━━━━━ Text to read ━━━━━

My answer was to pretend, to the greatest extent possible, that there are no other stories. When I couldn't avoid some bit of background, I presented it in a way that develops a central character. 

Specifically, the genie hates being enslaved to a human, and the rules say he can be free of her if she wishes for something greedy enough—some kind of wish that would ruin her life if granted. In this internal monologue, we see how her refusal to abuse his power drives him crazy:

She’d wasted her first wish on ice cream. Her second was for help deciding what college to go to. Her third was for “enough” money. What kind of human wished for “enough” money? When was she going to get stupid like the rest of her kind? If he had to be chained to her for another fifty or sixty years…

In my view, the keys to this monologue are (1) it's in character for the genie to complain to himself, (2) it's short, and most importantly, (3) it appears at a point in the story where readers ought to be wondering what Candace's prior wishes were. So I'm not boring the readers with information I want them to know, I'm telling them information that (I hope) they want to know. 

Still, I don't go on for long paragraphs, and I do not employ a flashback. I say it in as few words as I can, then get on with the story.

Finally, to make "The Fourth Wish" stand alone, I eliminated some critical facts about my fictional world and changed another. The change relates to the creatures called "imps." For Cliffhanger Books, I made the imps male instead of saying they're magical creatures that don't have, or require, gender. And I don't discuss why the genie calls himself the last wish-granting genie. Were there others? What happened to them? And why does the last genie live on a desolate plain with only three annoying imps for company? The novel-in-stories answers all of these questions. The stand-alone story treats them as facts, not questions: He's the last, he lives on a flat plain, and three imps live there too. And to make it possible to ignore those questions, I changed their answers. The "real" answers have implications that can't be ignored.

That's why I don't think I'll try to sell more of these stories by themselves. I have to abandon too much material to make them work independently.


Thursday, May 10, 2012

Having My Own Work Edited, Part 1 of 4

I recently sold a story called "The Fourth Wish" to a paranormal romance anthology being published by Cliffhanger Books. I don't know much about paranormal romance. In fact, as much as the editors liked my story, my ignorance of the genre caused some problems, and they've asked me to change a few story elements to better fit what readers expect from such stories.

━━━━━ Given data ━━━━━

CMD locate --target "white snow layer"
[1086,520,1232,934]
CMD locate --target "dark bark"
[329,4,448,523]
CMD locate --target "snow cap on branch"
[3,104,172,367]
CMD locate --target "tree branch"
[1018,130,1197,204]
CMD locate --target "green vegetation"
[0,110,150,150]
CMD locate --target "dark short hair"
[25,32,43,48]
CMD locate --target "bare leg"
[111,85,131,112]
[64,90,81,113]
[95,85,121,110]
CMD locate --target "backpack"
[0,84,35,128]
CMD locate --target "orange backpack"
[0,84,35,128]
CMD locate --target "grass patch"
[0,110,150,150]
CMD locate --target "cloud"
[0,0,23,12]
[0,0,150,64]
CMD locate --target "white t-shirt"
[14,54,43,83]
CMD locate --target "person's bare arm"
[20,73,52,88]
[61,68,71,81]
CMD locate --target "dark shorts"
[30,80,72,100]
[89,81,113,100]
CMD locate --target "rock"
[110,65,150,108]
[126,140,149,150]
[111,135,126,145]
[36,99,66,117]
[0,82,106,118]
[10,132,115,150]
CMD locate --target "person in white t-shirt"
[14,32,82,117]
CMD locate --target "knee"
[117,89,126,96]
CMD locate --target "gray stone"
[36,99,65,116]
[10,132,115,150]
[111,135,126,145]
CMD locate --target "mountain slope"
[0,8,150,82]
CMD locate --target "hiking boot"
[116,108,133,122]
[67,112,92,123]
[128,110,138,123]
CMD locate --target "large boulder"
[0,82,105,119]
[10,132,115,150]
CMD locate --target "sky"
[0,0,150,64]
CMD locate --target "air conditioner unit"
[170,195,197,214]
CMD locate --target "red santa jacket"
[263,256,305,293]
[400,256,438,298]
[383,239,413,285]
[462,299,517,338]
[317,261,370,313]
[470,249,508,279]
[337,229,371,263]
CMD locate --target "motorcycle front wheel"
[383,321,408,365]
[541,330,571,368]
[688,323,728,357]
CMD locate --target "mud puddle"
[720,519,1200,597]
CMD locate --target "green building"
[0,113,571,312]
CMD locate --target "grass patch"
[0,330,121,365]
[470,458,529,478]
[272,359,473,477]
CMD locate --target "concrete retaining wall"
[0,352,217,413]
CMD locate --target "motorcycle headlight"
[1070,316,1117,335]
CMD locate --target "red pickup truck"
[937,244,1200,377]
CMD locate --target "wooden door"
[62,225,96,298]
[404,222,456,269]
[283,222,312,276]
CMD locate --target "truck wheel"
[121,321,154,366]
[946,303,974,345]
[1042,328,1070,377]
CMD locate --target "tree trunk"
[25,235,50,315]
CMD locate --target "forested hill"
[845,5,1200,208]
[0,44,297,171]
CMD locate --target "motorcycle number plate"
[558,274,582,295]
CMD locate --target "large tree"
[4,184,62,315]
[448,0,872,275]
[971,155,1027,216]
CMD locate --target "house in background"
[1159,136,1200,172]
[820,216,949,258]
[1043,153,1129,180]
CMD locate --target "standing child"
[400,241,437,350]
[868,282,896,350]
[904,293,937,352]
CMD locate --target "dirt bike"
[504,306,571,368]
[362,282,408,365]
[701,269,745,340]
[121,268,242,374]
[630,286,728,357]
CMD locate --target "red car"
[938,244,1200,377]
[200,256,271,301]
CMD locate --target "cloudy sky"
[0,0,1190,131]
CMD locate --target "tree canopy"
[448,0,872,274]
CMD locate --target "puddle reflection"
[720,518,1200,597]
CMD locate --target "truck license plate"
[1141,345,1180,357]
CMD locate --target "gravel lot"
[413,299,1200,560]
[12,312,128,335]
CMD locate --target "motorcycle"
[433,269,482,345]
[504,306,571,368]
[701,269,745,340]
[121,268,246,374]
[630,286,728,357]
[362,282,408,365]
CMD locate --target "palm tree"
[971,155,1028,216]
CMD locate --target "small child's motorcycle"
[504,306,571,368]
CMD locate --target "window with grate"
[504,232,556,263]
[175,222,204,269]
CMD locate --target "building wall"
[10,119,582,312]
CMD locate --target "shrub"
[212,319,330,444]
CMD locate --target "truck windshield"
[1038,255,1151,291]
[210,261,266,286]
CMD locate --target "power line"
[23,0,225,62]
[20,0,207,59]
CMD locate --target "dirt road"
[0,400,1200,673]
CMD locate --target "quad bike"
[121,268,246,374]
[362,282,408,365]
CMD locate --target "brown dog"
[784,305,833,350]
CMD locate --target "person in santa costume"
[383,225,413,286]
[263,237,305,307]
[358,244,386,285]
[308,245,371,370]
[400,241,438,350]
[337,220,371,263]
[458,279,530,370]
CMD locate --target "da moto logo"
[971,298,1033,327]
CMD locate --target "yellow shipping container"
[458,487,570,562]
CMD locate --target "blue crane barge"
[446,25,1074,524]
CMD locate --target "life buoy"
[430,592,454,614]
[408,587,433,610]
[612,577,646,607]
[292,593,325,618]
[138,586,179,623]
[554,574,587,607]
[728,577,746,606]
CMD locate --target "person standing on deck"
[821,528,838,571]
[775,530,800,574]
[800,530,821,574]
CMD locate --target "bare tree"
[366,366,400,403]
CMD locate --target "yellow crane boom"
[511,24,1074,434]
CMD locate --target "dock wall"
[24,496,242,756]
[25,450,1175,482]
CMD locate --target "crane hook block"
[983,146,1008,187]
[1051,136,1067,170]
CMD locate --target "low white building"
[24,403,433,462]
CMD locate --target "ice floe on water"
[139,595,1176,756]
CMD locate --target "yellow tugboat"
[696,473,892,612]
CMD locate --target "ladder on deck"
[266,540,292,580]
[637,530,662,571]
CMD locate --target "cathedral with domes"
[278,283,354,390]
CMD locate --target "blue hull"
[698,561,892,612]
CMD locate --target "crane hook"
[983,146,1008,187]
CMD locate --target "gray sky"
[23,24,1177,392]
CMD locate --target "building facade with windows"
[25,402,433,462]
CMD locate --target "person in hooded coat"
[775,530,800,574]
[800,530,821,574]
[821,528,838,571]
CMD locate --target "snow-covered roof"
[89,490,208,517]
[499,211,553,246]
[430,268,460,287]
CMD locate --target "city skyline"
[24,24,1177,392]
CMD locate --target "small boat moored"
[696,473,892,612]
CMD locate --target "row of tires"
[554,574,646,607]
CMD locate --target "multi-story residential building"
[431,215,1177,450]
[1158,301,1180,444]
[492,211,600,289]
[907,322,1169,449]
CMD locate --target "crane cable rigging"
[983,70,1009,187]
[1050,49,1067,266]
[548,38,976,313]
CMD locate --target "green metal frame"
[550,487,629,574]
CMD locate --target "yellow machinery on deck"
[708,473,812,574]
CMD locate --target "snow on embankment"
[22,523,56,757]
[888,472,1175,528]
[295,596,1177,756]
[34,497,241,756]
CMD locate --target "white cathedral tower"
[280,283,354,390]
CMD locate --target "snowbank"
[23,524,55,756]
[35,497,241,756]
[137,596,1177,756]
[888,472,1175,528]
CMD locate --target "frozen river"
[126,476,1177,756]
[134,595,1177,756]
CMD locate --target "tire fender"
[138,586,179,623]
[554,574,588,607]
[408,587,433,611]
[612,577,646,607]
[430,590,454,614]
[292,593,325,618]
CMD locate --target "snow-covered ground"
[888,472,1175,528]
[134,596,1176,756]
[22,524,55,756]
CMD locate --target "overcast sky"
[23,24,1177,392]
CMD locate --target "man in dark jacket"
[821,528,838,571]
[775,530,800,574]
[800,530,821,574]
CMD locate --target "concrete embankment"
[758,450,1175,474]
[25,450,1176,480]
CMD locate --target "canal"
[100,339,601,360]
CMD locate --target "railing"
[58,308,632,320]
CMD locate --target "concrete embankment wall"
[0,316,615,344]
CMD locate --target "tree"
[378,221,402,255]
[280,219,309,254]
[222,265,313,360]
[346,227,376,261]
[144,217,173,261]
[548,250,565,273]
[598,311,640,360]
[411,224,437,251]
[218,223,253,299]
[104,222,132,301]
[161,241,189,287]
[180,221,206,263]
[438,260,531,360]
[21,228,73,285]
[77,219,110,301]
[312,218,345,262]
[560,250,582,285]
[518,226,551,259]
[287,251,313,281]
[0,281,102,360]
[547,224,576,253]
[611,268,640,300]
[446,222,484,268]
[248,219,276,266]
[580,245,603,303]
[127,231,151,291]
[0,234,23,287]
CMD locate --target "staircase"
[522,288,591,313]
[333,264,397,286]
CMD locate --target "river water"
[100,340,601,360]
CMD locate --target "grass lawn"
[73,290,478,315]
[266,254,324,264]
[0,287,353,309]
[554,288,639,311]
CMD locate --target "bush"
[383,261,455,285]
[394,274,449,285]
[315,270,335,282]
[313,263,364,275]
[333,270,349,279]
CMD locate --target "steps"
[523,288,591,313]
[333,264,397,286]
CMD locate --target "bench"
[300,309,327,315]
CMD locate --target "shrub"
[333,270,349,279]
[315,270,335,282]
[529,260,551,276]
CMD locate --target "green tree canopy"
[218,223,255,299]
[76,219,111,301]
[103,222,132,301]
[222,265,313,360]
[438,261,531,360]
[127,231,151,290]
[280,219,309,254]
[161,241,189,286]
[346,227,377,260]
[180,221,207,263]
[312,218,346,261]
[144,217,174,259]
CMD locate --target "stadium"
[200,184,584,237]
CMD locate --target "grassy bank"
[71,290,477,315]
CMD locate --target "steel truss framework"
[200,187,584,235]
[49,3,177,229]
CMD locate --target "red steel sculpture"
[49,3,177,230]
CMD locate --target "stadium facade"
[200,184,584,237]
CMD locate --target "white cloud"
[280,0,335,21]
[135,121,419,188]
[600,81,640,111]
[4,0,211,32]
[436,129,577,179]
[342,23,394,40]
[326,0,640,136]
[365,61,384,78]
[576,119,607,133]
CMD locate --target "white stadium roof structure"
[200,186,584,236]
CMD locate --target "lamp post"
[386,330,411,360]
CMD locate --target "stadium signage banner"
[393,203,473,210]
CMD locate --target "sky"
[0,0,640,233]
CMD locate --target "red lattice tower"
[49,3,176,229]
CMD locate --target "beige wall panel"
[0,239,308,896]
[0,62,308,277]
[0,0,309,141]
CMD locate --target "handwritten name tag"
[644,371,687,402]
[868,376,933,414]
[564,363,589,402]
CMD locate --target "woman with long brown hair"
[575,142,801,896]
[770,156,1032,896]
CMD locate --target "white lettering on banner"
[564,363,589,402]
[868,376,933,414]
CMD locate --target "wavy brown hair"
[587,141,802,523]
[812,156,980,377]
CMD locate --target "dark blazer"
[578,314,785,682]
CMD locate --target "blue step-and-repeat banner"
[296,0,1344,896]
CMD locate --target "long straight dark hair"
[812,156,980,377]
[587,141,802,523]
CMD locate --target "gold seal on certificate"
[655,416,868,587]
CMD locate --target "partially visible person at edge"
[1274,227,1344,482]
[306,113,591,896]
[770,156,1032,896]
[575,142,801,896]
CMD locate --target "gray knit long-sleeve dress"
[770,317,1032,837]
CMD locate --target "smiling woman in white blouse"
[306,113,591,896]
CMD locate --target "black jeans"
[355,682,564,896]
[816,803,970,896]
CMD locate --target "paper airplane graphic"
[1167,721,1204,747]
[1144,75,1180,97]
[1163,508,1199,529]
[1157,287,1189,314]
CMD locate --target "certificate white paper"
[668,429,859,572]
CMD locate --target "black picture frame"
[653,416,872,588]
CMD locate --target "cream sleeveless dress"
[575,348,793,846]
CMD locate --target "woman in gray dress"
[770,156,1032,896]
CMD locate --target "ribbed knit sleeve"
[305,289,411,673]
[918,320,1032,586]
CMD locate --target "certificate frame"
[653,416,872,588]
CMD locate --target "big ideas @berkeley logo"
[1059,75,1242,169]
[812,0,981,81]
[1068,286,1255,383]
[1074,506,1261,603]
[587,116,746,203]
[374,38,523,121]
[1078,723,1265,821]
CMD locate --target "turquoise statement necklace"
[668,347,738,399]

━━━━━

=== Exercises ===
1. Answer these from the blog post:
(a) What did Candace use her first wish on?
(b) Which company is publishing the paranormal romance anthology?
(c) How many imps share the plain with the genie?
2. Please rewrite the blog post from "In my view, the" to "with the story.", substituting "dream sequence" for "flashback".
The records were drawn from a different source than the blog post.

=== Solved tasks ===
1.
(a) Ice cream.
(b) Cliffhanger Books.
(c) Three.

2.
In my view, the keys to this monologue are (1) it's in character for the genie to complain to himself, (2) it's short, and most importantly, (3) it appears at a point in the story where readers ought to be wondering what Candace's prior wishes were. So I'm not boring the readers with information I want them to know, I'm telling them information that (I hope) they want to know. 

Still, I don't go on for long paragraphs, and I do not employ a dream sequence. I say it in as few words as I can, then get on with the story.